▶ [Excerto]:
::::

Encerrada a instrução, a Magistrada a quo julgou improcedente o pedido formulado na inicial acusatória para absolvê-lo com fundamento no art. 386, VII, do Código de Processo Penal.
Inconformado, interpôs o autor da ação penal recurso de apelação, objetivando a condenação do acusado nos termos da peça incoativa.
Em suas contrarrazões, o réu pugna pela preservação da decisão vergastada.
A douta Procuradoria-Geral de Justiça, por intermédio de parecer da lavra do eminente Procurador de Justiça Paulo Roberto Speck, opinou pelo conhecimento e desprovimento do reclamo.
É o relatório

VOTO


Presentes os respectivos pressupostos de admissibilidade, conhece-se da irresignação e passa-se à análise do seu objeto.

::::

▶ [Material em estudo]:
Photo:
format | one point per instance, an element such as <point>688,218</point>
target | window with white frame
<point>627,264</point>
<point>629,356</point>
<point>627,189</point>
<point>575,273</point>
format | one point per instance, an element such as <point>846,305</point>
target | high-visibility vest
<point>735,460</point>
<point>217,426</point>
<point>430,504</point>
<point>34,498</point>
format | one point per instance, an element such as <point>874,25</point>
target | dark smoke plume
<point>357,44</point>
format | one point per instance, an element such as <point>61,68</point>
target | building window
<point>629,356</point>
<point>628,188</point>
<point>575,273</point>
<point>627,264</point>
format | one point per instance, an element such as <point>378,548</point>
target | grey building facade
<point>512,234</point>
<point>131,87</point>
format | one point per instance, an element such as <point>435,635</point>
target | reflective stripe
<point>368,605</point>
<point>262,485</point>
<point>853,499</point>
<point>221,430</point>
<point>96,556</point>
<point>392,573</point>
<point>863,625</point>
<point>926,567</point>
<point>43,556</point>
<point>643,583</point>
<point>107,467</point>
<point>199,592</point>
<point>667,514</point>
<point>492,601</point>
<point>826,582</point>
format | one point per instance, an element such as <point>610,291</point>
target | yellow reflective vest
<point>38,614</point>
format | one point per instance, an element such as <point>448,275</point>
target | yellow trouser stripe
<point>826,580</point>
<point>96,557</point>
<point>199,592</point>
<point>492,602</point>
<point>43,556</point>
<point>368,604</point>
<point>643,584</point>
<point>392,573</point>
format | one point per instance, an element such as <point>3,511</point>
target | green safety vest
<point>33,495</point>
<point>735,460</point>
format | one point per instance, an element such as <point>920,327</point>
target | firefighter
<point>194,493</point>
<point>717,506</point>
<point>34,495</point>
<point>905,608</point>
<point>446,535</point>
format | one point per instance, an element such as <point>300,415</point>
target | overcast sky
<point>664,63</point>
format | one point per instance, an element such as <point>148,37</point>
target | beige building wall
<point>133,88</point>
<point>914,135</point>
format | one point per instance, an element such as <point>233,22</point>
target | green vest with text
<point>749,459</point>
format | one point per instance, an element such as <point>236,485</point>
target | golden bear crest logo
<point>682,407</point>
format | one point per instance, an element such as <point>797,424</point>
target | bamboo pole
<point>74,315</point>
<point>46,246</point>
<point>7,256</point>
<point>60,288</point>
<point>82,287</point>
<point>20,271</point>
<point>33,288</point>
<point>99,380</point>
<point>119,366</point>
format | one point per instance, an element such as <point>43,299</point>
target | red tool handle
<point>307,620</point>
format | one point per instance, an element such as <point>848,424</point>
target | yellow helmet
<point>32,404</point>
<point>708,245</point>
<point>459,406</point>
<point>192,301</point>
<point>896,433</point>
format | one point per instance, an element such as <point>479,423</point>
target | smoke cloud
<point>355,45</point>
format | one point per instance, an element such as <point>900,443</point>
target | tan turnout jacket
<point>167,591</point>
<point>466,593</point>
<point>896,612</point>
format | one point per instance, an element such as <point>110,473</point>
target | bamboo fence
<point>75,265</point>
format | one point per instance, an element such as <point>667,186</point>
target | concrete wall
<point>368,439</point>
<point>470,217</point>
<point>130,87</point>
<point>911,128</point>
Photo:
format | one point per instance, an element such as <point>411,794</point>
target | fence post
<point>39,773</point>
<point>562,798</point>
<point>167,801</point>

::::

▶ [Exercícios propostos]:
1) Indique se cada afirmação concorda com o excerto, respondendo sim ou não e citando as palavras do excerto que decidem a questão: (a) a magistrada condenou o réu; (b) nas contrarrazões, o réu pede a manutenção da decisão; (c) a Procuradoria-Geral de Justiça opinou pelo provimento do recurso.
2) Reproduza o excerto desde "Em suas contrarrazões, o" até "desprovimento do reclamo.".
3) Segundo o excerto, em que dispositivo legal se fundamentou a absolvição do acusado?

▶ [Resolução dos exercícios]:
1)
(a) Não: "julgou improcedente o pedido formulado na inicial acusatória para absolvê-lo".
(b) Sim: "o réu pugna pela preservação da decisão vergastada".
(c) Não: "opinou pelo conhecimento e desprovimento do reclamo".

2)
Em suas contrarrazões, o réu pugna pela preservação da decisão vergastada.
A douta Procuradoria-Geral de Justiça, por intermédio de parecer da lavra do eminente Procurador de Justiça Paulo Roberto Speck, opinou pelo conhecimento e desprovimento do reclamo.

3) No art. 386, VII, do Código de Processo Penal.